_STATED GOAL_
Please arrange the rows in the stretch from the line containing "[segment] cloudy sky" through the line containing "[[248, 49], [248, 20], [246, 3], [7, 3], [6, 44]]" as a two-column CSV headed instruction and polygon. Give each row one line, with its text and its answer each in a single quoted field and line breaks replaced by spaces.

_DATA SHOWN_
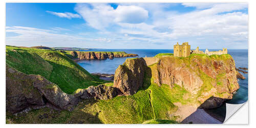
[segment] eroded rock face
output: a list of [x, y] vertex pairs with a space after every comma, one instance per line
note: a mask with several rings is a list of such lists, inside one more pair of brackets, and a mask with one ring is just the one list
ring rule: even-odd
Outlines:
[[116, 70], [113, 87], [125, 95], [134, 94], [143, 86], [146, 68], [143, 58], [127, 59]]
[[222, 105], [223, 102], [226, 100], [221, 98], [211, 97], [201, 104], [199, 108], [211, 109], [219, 107]]
[[[234, 61], [231, 56], [223, 56], [160, 57], [151, 68], [152, 78], [159, 86], [166, 84], [172, 88], [176, 84], [185, 88], [201, 103], [212, 96], [224, 100], [209, 102], [222, 102], [232, 99], [239, 88]], [[217, 102], [212, 106], [218, 107]]]
[[127, 54], [122, 53], [120, 54], [114, 54], [112, 52], [78, 52], [71, 51], [70, 54], [74, 57], [77, 57], [79, 59], [106, 59], [107, 58], [113, 59], [114, 57], [133, 57], [138, 56], [135, 54]]
[[117, 95], [118, 89], [111, 86], [100, 84], [98, 86], [90, 86], [86, 89], [78, 90], [75, 96], [81, 99], [93, 98], [96, 99], [112, 99]]
[[27, 75], [6, 67], [6, 109], [9, 112], [15, 113], [28, 106], [44, 105], [47, 102], [70, 110], [77, 101], [77, 98], [63, 92], [40, 75]]
[[42, 95], [34, 88], [29, 76], [6, 67], [6, 110], [15, 113], [31, 104], [45, 104]]

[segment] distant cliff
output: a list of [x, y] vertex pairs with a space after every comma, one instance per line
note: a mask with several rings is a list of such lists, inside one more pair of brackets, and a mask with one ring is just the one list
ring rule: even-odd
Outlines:
[[106, 59], [114, 57], [133, 57], [135, 54], [127, 54], [124, 52], [79, 52], [71, 51], [70, 54], [79, 59]]

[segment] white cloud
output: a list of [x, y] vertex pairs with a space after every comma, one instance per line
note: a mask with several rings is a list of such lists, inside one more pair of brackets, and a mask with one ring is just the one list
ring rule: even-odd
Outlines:
[[148, 17], [147, 10], [135, 6], [118, 6], [114, 9], [105, 4], [78, 4], [75, 10], [82, 16], [88, 25], [99, 30], [119, 23], [139, 24]]
[[118, 6], [115, 10], [115, 20], [130, 24], [139, 24], [145, 22], [148, 17], [148, 12], [144, 9], [135, 6]]
[[52, 14], [53, 15], [58, 16], [59, 17], [67, 18], [68, 19], [71, 19], [72, 18], [81, 18], [81, 16], [78, 14], [74, 14], [70, 12], [62, 13], [62, 12], [52, 12], [50, 11], [46, 11], [46, 12]]
[[55, 30], [55, 31], [69, 31], [70, 30], [68, 29], [65, 29], [60, 27], [54, 27], [52, 28], [52, 30]]

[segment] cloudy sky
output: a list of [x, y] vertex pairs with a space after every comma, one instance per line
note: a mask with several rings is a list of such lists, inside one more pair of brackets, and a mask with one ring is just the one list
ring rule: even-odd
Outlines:
[[248, 49], [248, 20], [246, 3], [7, 3], [6, 44]]

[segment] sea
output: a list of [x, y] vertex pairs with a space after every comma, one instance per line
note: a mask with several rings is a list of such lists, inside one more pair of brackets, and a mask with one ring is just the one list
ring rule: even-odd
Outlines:
[[[221, 49], [209, 49], [209, 51], [219, 51]], [[222, 50], [222, 49], [221, 49]], [[200, 49], [204, 51], [205, 49]], [[127, 53], [137, 54], [139, 57], [153, 57], [158, 53], [173, 53], [173, 49], [91, 49], [84, 51], [124, 51]], [[234, 60], [237, 68], [245, 67], [248, 68], [248, 50], [247, 49], [228, 49], [228, 54], [230, 54]], [[122, 65], [127, 58], [138, 57], [114, 58], [113, 59], [105, 60], [84, 60], [78, 61], [78, 63], [91, 73], [99, 73], [110, 74], [115, 74], [116, 69]], [[230, 104], [240, 104], [248, 100], [248, 74], [241, 73], [246, 78], [245, 79], [239, 79], [238, 83], [240, 89], [233, 95], [231, 100], [226, 101]], [[222, 117], [225, 119], [226, 113], [225, 103], [221, 107], [209, 110], [214, 112], [217, 116]], [[223, 121], [223, 120], [221, 120]]]

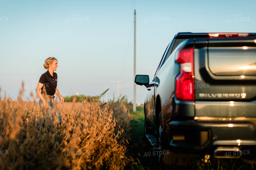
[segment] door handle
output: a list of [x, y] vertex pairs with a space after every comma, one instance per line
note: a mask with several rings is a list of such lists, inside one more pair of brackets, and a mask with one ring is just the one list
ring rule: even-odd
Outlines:
[[150, 83], [150, 84], [152, 86], [155, 86], [155, 85], [157, 87], [159, 85], [159, 83], [158, 83], [158, 82], [156, 82], [156, 81], [152, 81]]

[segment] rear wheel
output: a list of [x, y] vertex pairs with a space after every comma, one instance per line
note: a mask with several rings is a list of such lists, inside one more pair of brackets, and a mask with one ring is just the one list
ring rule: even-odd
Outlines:
[[[157, 119], [157, 148], [161, 152], [161, 153], [164, 153], [164, 151], [165, 151], [165, 153], [166, 153], [166, 151], [165, 150], [165, 149], [163, 147], [163, 146], [162, 145], [162, 143], [163, 141], [162, 141], [162, 134], [163, 129], [163, 125], [162, 121], [162, 112], [160, 112], [160, 113], [158, 115], [158, 117]], [[169, 154], [169, 151], [167, 151], [168, 154]], [[160, 152], [159, 151], [159, 152]], [[160, 154], [160, 153], [159, 153]], [[160, 170], [162, 169], [170, 169], [170, 168], [171, 168], [171, 165], [167, 165], [165, 164], [163, 161], [164, 159], [166, 159], [167, 158], [168, 159], [168, 157], [170, 155], [163, 155], [163, 154], [159, 154], [158, 155], [158, 162], [159, 164], [159, 169]]]
[[147, 121], [147, 118], [146, 118], [146, 115], [145, 115], [145, 118], [144, 119], [144, 135], [149, 133], [150, 132], [149, 129], [149, 126], [148, 124], [148, 122]]
[[[163, 137], [163, 129], [162, 121], [162, 112], [160, 112], [157, 119], [157, 147], [161, 151], [158, 155], [159, 169], [189, 169], [192, 164], [194, 156], [191, 155], [179, 154], [165, 148]], [[160, 152], [159, 151], [159, 153]]]

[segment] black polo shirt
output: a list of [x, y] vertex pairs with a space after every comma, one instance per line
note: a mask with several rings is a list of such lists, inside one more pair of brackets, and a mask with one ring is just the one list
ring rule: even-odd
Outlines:
[[52, 76], [49, 70], [45, 72], [41, 76], [39, 79], [39, 82], [43, 84], [41, 89], [41, 93], [43, 93], [43, 89], [45, 87], [47, 95], [53, 96], [55, 93], [57, 88], [57, 81], [58, 76], [57, 73], [53, 72], [53, 76]]

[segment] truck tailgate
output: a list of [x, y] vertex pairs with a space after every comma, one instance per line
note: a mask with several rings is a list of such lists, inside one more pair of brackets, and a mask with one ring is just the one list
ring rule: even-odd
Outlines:
[[194, 52], [195, 116], [256, 117], [256, 40], [196, 39]]

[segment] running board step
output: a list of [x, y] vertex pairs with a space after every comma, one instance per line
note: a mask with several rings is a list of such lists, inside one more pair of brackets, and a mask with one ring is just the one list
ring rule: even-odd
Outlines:
[[146, 134], [145, 136], [150, 143], [150, 145], [153, 146], [156, 146], [157, 139], [156, 136], [152, 134]]

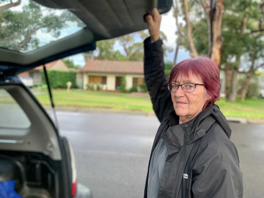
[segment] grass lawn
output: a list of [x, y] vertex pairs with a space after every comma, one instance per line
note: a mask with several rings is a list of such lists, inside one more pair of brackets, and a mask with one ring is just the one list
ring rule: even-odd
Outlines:
[[[52, 90], [55, 106], [66, 106], [94, 109], [108, 109], [115, 110], [138, 111], [153, 112], [149, 96], [117, 92], [85, 91], [71, 89]], [[50, 105], [47, 92], [36, 95], [40, 103]], [[234, 103], [221, 99], [216, 103], [227, 117], [249, 119], [264, 119], [264, 99], [254, 98]]]

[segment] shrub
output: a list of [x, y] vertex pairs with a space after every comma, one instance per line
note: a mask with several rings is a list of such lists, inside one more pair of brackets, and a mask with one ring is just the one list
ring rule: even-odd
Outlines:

_SOLUTION BELOW_
instruction,polygon
"[segment] cloudy sky output: a list of [x, y] vertex pairs with a space after every comma, one instance per line note: a mask with several rings is a list of such lists, inside one more pair of brackets, and a mask with one ring is just the one list ring rule: even-odd Outlines:","[[248, 49], [248, 20], [246, 3], [7, 3], [6, 44]]"